# FB2NEP Workbook 2 – Populations, Samples, and Representativeness

**Date:** 09 November 2025

This workbook introduces core ideas in sampling for nutritional epidemiology:

- The distinction between the **general population**, a **study's target population**, and the realised **sample**.
- The notions of **sampling frames**, **representativeness**, and **sampling error** versus **bias**.
- How a **probability sample** such as NHANES can be used as a reference for population structure.
- How to compare simple descriptive statistics between a **reference population** (NHANES) and a **study cohort** (the FB2NEP synthetic dataset).
- How **sample size** affects the precision of estimates of central tendency (here: body mass index, BMI).

We use two datasets:

- **NHANES (National Health and Nutrition Examination Survey)**: a large, nationally representative survey of the non-institutionalised United States population. Here we download a small subset of NHANES 2017–2018 directly from the CDC website via a helper script.
- **FB2NEP synthetic cohort**: the synthetic dataset that we use throughout the module for regression and causal reasoning. Here it plays the role of a *study sample* that we compare to NHANES.

> Hippo cameo (single, pedagogical): later, imagine a very diligent hippo who always volunteers for nutrition surveys. This will help us think about who actually ends up in a sample.

• [INSTRUCTIONS]
**A.** In the sampling workbook, change "reference population" to "benchmark population" and reproduce the part that opens with the words containing "- The notions" and closes with "FB2NEP synthetic dataset).".
**B.** Answer these questions on the sampling workbook:
(i) What date does the sampling workbook carry?
(ii) Which years does the downloaded NHANES subset cover?
(iii) Which measure serves as the example of central tendency when considering sample size?
**C.** Resume the sampling workbook after its final sentence.
The records bear no relation to the sampling workbook.

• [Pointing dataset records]
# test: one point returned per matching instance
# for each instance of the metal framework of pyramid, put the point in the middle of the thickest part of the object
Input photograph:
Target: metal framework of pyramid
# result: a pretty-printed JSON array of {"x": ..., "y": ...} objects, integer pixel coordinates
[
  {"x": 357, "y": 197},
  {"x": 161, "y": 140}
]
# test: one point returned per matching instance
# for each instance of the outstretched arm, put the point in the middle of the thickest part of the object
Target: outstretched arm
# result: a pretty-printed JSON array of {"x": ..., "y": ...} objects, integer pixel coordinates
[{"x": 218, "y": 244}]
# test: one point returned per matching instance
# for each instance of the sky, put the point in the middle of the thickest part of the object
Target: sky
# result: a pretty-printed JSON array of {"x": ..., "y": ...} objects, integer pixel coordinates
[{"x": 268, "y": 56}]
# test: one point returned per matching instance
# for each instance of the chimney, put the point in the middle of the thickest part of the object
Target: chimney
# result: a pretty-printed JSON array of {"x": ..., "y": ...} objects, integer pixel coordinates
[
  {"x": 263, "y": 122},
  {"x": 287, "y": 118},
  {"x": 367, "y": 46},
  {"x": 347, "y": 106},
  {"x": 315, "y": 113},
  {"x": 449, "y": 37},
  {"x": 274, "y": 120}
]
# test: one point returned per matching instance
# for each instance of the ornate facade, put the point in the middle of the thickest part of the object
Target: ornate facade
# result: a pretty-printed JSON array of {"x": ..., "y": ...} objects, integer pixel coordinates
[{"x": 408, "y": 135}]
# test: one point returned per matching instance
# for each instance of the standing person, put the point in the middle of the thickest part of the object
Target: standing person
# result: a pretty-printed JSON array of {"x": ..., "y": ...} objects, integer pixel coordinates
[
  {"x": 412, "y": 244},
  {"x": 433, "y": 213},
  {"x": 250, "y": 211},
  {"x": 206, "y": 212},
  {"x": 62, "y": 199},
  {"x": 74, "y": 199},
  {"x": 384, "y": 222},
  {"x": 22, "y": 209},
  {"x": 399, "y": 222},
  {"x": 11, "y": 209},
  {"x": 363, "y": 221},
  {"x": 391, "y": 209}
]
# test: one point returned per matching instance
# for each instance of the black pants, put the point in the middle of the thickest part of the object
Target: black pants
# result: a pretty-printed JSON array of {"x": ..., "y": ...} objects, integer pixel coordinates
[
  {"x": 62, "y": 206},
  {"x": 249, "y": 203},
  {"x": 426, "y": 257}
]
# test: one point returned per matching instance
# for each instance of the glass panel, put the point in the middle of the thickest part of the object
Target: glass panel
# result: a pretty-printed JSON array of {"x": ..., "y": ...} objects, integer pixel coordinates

• [TASK-BY-TASK ANSWERS]
**A.**
- The notions of **sampling frames**, **representativeness**, and **sampling error** versus **bias**.
- How a **probability sample** such as NHANES can be used as a reference for population structure.
- How to compare simple descriptive statistics between a **benchmark population** (NHANES) and a **study cohort** (the FB2NEP synthetic dataset).

**B.**
(i) 09 November 2025
(ii) 2017–2018
(iii) Body mass index (BMI)

**C.**
In [None]:
# Bootstrap the FB2NEP repository (works in Colab and locally).
#
# This cell:
# - Clones the fb2nep-epi repository in Google Colab if needed.
# - Locates and runs scripts/bootstrap.py.
# - Ensures that data/ and notebooks/ are available.

import os
import sys
import runpy
import pathlib
import subprocess

REPO_URL = "https://github.com/ggkuhnle/fb2nep-epi.git"
REPO_NAME = "fb2nep-epi"

# 1. If we are in Colab and scripts/bootstrap.py is not present,
#    clone the repository and change into it.
if "google.colab" in sys.modules and not pathlib.Path("scripts/bootstrap.py").exists():
    root = pathlib.Path("/content")
    repo_dir = root / REPO_NAME

    if not repo_dir.exists():
        print(f"Cloning {REPO_URL} …")
        subprocess.run(["git", "clone", REPO_URL], check=True)

    os.chdir(repo_dir)
    print("Changed working directory to:", os.getcwd())

# 2. Now try to locate and run scripts/bootstrap.py
for p in ["scripts/bootstrap.py", "../scripts/bootstrap.py", "../../scripts/bootstrap.py"]:
    if pathlib.Path(p).exists():
        print(f"Bootstrapping via: {p}")
        runpy.run_path(p)
        break
else:
    print("⚠️ scripts/bootstrap.py not found – "
          "please check that the FB2NEP repository is available.")


In [None]:
# Imports and data loading.
#
# This cell:
# - Imports core libraries (NumPy, pandas, Matplotlib).
# - Imports the NHANES helper from scripts/fetch_nhanes_demo.py.
# - Loads the NHANES subset and the FB2NEP synthetic cohort.
# - Sets a fixed random seed so that sampling results are reproducible.

import numpy as np
import pandas as pd
import matplotlib.pyplot as plt

from scripts.fetch_nhanes_demo import load_nhanes_demo

# Fixed random seed for all simulations in this workbook.
RANDOM_SEED = 11088
rng = np.random.default_rng(RANDOM_SEED)

# Load processed NHANES subset (downloaded and tidied by helper script).
nhanes = load_nhanes_demo(cache=True)

# Load the FB2NEP synthetic cohort used throughout the module.
df_fb2nep = pd.read_csv("data/synthetic/fb2nep.csv")

print("NHANES demo shape:", nhanes.shape)
print("FB2NEP synthetic cohort shape:", df_fb2nep.shape)

nhanes.head()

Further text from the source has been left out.